(ZU ERLEDIGEN):
• a. Schreiben Sie aus dem Text über die Hochzeit in Kairo die Stelle von „Die erste Februarwoche“ bis einschließlich „an seinem Platze.“ wortgetreu ab.
• b. Wie lange dauerten laut dem Text über die Hochzeit in Kairo die Festlichkeiten?
• c. Führen Sie den Text über die Hochzeit in Kairo im Anschluss an seinen letzten Satz weiter.

Die erste Februarwoche des vorigen Jahres war für Kairo eine überaus geräuschvolle und glänzende: der Vicekönig verheirathete nämlich seine jüngste Tochter Zenab-Hanem mit seinem Neffen Ibrahim-Pascha, dem Sohne seines älteren Bruders Achmet, der im Jahre 1860 so unglücklich war, im Nile zu ertrinken. Die Festlichkeiten dauerten volle acht Tage, und man muß so etwas im Oriente gesehen und mitgemacht haben, um sich eine richtige Vorstellung davon zu machen; denn so oft dergleichen auch schon geschildert worden ist, immer bleiben diese Schilderungen weit hinter der Wirklichkeit zurück. Bei solchen Gelegenheiten wird die sprüchwörtliche orientalische Pracht in ihrer ganzen Fülle entfaltet, und der vielgebrauchte Vergleich mit „Tausend und Einer Nacht“ ist alsdann ganz an seinem Platze.

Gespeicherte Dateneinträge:
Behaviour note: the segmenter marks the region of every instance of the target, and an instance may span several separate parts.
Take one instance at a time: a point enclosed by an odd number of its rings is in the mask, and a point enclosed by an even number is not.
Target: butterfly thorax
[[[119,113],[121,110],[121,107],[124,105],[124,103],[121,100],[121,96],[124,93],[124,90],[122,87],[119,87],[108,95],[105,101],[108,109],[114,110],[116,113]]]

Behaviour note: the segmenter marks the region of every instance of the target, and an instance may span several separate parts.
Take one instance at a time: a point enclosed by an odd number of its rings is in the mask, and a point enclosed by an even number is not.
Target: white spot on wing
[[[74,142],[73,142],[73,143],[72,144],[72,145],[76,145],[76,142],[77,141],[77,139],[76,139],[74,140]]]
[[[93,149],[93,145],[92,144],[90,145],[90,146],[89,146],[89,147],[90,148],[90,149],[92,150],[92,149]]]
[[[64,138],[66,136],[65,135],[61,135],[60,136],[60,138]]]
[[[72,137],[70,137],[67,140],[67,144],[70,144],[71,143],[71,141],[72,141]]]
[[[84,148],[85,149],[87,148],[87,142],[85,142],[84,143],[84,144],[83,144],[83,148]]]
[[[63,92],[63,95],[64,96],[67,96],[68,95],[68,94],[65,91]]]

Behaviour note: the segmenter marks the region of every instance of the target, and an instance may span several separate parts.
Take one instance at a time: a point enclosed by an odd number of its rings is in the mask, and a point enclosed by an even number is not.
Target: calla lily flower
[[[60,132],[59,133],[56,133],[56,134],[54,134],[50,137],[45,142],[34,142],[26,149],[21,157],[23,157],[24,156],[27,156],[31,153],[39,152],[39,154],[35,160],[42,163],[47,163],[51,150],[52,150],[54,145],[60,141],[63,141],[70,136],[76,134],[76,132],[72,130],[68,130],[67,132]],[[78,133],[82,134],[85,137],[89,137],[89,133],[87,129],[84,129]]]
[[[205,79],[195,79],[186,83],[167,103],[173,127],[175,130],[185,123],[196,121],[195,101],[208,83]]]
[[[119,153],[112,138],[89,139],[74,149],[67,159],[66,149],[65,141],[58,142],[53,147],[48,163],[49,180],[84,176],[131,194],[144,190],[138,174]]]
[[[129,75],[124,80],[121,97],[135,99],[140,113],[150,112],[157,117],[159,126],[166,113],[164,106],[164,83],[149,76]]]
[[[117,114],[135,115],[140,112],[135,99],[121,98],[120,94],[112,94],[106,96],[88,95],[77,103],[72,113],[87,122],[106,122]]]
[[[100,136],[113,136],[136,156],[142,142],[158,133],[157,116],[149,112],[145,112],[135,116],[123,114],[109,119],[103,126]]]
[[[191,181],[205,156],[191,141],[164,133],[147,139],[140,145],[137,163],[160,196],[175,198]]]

(ANTWORTEN):
• a.
Die erste Februarwoche des vorigen Jahres war für Kairo eine überaus geräuschvolle und glänzende: der Vicekönig verheirathete nämlich seine jüngste Tochter Zenab-Hanem mit seinem Neffen Ibrahim-Pascha, dem Sohne seines älteren Bruders Achmet, der im Jahre 1860 so unglücklich war, im Nile zu ertrinken. Die Festlichkeiten dauerten volle acht Tage, und man muß so etwas im Oriente gesehen und mitgemacht haben, um sich eine richtige Vorstellung davon zu machen; denn so oft dergleichen auch schon geschildert worden ist, immer bleiben diese Schilderungen weit hinter der Wirklichkeit zurück. Bei solchen Gelegenheiten wird die sprüchwörtliche orientalische Pracht in ihrer ganzen Fülle entfaltet, und der vielgebrauchte Vergleich mit „Tausend und Einer Nacht“ ist alsdann ganz an seinem Platze.

• b. Volle acht Tage.

• c.
Der siebente Februar bildete den Glanzpunkt der Feste, denn an jenem Tage begab sich die Braut in einem unermeßlichen Prunkzuge nach dem Palaste ihres Gatten, der sie sehnsüchtig erwartete, um sie in seinen Harem zu führen, von welchem Momente an sie alsdann den Blicken der Außenwelt entzogen wurde; denn so will es die strenge Sitte des Orients. Ich müßte Seiten füllen, um die Einzelnheiten dieses Prunkzuges zu beschreiben; da aber mein heutiges Thema nicht ein Hochzeits-, sondern ein Leichenzug ist, und zwar der Leichenzug eben dieser selben Prinzessin, so gehe ich schnell darüber hinweg. Damals ahnte wohl Keiner unter den hunderttausend Zuschauern, die zu beiden Seiten der Muskih dichtgedrängt standen und all die schimmernde Pracht und Herrlichkeit, namentlich den, nach der Sitte des Landes, im öffentlichen Aufzuge mit gezeigten Brautschatz von außerordentlichem Glanze und Werth anstaunten, daß die Gefeierte, die in ihrem sechsspännigen über und über vergoldeten Galawagen auf den weißatlasnen Polstern wie eine kleine Huldgöttin saß, daß sie nach kaum achtzehn Monaten dieselbe Straße ziehen würde, wieder wie damals ein Schauspiel für Hunderttausende, aber als Leiche, vom unerbittlichen Tode plötzlich und unerwartet dahingerafft.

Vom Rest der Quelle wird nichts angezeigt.